__What is being asked__
The data below is to be set down again exactly as written.

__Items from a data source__
((
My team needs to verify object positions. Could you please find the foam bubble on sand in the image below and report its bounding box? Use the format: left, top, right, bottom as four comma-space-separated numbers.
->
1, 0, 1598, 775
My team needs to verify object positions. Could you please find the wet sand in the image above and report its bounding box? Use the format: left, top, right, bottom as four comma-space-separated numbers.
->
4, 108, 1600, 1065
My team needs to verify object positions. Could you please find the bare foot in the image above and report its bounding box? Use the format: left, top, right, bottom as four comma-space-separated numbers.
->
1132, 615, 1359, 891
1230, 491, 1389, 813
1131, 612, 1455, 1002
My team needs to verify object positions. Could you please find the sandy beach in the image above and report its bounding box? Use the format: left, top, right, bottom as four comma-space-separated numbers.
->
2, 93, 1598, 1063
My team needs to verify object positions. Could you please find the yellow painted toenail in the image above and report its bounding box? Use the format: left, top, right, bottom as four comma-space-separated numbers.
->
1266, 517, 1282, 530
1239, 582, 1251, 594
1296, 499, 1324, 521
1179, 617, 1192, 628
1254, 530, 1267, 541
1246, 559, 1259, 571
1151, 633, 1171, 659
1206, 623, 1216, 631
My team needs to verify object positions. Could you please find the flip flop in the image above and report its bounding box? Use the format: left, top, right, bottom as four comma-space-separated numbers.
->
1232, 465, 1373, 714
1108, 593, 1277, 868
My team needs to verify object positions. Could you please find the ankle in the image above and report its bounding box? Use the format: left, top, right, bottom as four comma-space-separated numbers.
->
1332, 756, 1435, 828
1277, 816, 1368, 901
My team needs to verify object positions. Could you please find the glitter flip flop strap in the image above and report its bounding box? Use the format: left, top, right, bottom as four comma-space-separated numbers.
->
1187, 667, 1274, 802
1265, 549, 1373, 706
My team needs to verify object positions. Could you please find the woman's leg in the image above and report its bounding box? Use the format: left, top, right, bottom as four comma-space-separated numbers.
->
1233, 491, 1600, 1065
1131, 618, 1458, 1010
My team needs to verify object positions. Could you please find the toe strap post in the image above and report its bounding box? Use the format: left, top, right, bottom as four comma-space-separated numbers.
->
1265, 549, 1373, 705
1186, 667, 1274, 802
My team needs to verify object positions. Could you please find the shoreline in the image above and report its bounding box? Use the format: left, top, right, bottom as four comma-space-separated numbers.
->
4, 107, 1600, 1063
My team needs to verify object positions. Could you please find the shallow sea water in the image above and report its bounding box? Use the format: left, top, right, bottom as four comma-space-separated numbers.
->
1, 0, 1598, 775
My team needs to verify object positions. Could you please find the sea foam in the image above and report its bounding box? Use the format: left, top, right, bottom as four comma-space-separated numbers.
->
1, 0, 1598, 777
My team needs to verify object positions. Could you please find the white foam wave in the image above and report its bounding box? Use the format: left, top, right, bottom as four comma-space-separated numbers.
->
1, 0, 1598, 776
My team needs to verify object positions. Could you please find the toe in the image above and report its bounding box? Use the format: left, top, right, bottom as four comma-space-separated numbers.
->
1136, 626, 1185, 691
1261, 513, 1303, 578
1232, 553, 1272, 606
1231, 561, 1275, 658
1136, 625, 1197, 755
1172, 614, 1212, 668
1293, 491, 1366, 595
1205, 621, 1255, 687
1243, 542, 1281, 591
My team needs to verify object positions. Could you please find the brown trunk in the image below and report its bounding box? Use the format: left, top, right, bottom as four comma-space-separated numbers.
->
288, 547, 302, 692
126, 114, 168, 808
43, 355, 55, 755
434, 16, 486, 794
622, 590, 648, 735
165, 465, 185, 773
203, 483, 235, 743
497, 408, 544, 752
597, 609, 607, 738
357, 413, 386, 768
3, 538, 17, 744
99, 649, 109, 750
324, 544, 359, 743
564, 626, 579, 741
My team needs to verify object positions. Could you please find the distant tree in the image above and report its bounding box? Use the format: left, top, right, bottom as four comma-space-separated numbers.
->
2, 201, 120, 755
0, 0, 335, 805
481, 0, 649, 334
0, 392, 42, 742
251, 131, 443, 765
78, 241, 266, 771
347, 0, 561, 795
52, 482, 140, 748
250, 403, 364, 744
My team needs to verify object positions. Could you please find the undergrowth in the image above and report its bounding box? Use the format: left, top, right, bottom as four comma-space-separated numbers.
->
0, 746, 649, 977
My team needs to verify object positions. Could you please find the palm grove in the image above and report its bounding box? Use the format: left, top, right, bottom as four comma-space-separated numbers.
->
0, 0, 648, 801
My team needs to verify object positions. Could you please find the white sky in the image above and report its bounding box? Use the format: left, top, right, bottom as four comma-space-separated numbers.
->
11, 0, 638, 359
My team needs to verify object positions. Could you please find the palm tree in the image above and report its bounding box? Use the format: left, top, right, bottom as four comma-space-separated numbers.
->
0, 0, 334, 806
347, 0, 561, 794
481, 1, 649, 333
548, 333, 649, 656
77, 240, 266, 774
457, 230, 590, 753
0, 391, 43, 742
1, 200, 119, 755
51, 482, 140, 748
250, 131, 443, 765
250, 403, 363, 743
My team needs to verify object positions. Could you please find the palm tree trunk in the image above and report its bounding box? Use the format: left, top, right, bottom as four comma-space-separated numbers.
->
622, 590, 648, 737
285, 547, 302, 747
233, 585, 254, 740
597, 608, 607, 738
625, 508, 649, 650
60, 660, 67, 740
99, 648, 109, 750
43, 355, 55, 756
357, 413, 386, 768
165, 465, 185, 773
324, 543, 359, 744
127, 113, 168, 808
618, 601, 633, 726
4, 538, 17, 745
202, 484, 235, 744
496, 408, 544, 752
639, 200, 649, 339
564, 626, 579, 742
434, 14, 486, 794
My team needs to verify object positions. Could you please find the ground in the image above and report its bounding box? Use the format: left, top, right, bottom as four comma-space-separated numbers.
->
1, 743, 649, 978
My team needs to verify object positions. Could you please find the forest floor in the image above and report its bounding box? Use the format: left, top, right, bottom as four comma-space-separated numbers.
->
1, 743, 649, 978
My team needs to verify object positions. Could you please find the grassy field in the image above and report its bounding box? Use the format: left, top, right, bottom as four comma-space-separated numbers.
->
))
__Written solution__
My team needs to verify object positions. Could you please find the foam bubble on sand in the image below and report its bounding box? Use the format: left, top, right, bottom as four comma-space-separated numbers.
->
1, 0, 1598, 775
My team needs to verify object positions. Could you please find the wet sand in the image above and report its bounding box? Use the format: left, top, right, bottom as four comma-space-separated numbers.
->
4, 108, 1600, 1065
My team needs to verify object positions. Could you please find the bare foot in the image above and report its bounding box? Use the format: left, top, right, bottom as four comma-space-separated numbers.
->
1132, 615, 1359, 891
1230, 491, 1389, 813
1131, 612, 1455, 1002
My team needs to verify object positions. Could you please find the sandy beach in the image above and report its bounding box? Use the format: left, top, right, bottom as four comma-space-separated numbers.
->
2, 93, 1598, 1063
My team needs to verify object positions. Could you please find the yellow painted toenail in the image above and report its bounding box? Use the format: left, top, right, bottom as four comma-space-separated numbers.
->
1266, 517, 1282, 530
1239, 582, 1251, 594
1296, 499, 1324, 521
1179, 617, 1192, 628
1254, 530, 1267, 541
1246, 559, 1259, 571
1151, 633, 1171, 659
1206, 623, 1216, 631
My team needs to verify object positions. Could you please find the flip flop in the image above and report its bounding box? Use the format: left, top, right, bottom as four comma-space-separated numbers.
->
1232, 465, 1373, 714
1108, 593, 1277, 868
My team needs to verify object positions. Could you please find the ankle in the image above and report its bounding box? Use the format: left, top, right, bottom as four comma-space-separated numbers.
->
1332, 756, 1435, 828
1277, 816, 1368, 901
My team needs to verify object positions. Could you please find the glitter flip flop strap in the image above and report its bounding box? Use the format: left, top, right, bottom as four comma-space-separated numbers.
->
1187, 667, 1274, 802
1265, 549, 1373, 706
My team needs to verify object positions. Could you please find the woman's leg in the image above and report its bounding box? Use the format: left, top, right, bottom as four comma-space-separated numbers.
->
1233, 491, 1600, 1065
1131, 618, 1458, 1010
My team needs to verify object positions. Could you please find the toe strap post in the image above and report its bounding box? Use the format: left, top, right, bottom as four comma-space-separated numbers.
->
1265, 549, 1373, 705
1186, 667, 1274, 802
My team needs to verify object positions. Could you please find the shoreline in the image above and report its bounding box? Use the format: left, top, right, bottom as four comma-space-separated numbers.
->
4, 107, 1600, 1063
My team needs to verify object positions. Could you please find the shallow sea water in the image above and report its bounding box? Use the format: left, top, right, bottom as four comma-space-separated numbers.
->
1, 0, 1598, 775
My team needs to verify object positions. Could you please find the sea foam in the image above and report its bounding box? Use the format: left, top, right, bottom as four comma-space-separated numbers.
->
1, 0, 1598, 777
My team needs to verify object positions. Could you please find the white foam wave in the image above and report its bounding box? Use the format: left, top, right, bottom as four comma-space-separated numbers.
->
1, 0, 1598, 776
My team needs to verify object positions. Could you please find the toe in the image above and report its bounding box? Use the format: left, top, right, bottom as four comma-space-separated numbers.
->
1136, 626, 1185, 691
1261, 513, 1303, 578
1232, 553, 1272, 606
1231, 561, 1275, 658
1136, 625, 1197, 755
1172, 614, 1212, 668
1293, 491, 1366, 595
1205, 621, 1255, 687
1243, 542, 1281, 591
My team needs to verify object positions. Could you please find the brown trunk in the image below and report its bounding box? Use the format: left, top, right, bottom as four comma-space-separated numbers.
->
288, 547, 302, 692
126, 114, 168, 808
43, 355, 55, 755
434, 16, 486, 794
622, 590, 648, 735
165, 465, 185, 773
203, 483, 235, 743
497, 408, 544, 752
597, 609, 607, 738
357, 413, 386, 768
3, 538, 17, 744
99, 649, 109, 750
324, 544, 359, 743
564, 626, 579, 741
My team needs to verify object positions. Could you please find the distant tree in the image above and report its bounding box? Use the format: left, top, right, bottom as four comma-space-separated numbers.
->
2, 201, 120, 755
0, 0, 335, 805
481, 0, 649, 334
0, 392, 42, 742
251, 131, 443, 765
78, 241, 266, 771
347, 0, 561, 795
52, 482, 140, 748
250, 403, 364, 744
My team needs to verify object positions. Could you please find the undergrowth in the image above and report its bounding box? Use the format: left, top, right, bottom as four comma-space-separated numbers.
->
0, 746, 649, 977
My team needs to verify object positions. Could you please find the palm grove in the image above and report its bounding box? Use the format: left, top, right, bottom as four comma-space-separated numbers.
->
0, 0, 648, 801
My team needs to verify object positions. Could you please find the white sky in the image above and report its bounding box? Use the format: left, top, right, bottom as four comma-space-separated numbers.
->
11, 0, 638, 359
My team needs to verify object positions. Could you please find the palm tree in the image above and report its bounding box? Use the format: left, top, right, bottom as four comma-space-separated numbers.
->
0, 0, 334, 806
347, 0, 561, 794
481, 1, 649, 333
548, 333, 649, 656
77, 240, 266, 774
457, 230, 590, 753
0, 391, 43, 742
1, 200, 119, 755
51, 482, 140, 748
250, 131, 443, 765
250, 403, 363, 743
My team needs to verify object positions. Could you please find the palm tree trunk in the image above and report its bounding box? Use the format: left, top, right, bottom as four comma-space-separated numbers.
->
622, 590, 648, 737
285, 547, 302, 747
233, 585, 254, 740
597, 608, 607, 738
625, 508, 649, 650
60, 660, 67, 740
99, 648, 109, 750
43, 355, 55, 756
357, 413, 386, 768
165, 465, 185, 773
324, 543, 359, 744
127, 113, 168, 808
618, 601, 633, 726
4, 538, 17, 745
202, 484, 235, 744
496, 408, 544, 752
639, 200, 649, 339
564, 626, 579, 742
434, 14, 486, 794
My team needs to verify object positions. Could you please find the ground in the image above and report its bounding box? Use the format: left, top, right, bottom as four comma-space-separated numbers.
->
1, 743, 649, 978
My team needs to verify object positions. Could you please find the forest floor in the image above and report its bounding box? Use the format: left, top, right, bottom as four comma-space-separated numbers.
->
1, 743, 649, 978
My team needs to verify object positions. Could you please find the grassy field in the image above and report its bounding box? Use the format: left, top, right, bottom as four comma-space-separated numbers.
->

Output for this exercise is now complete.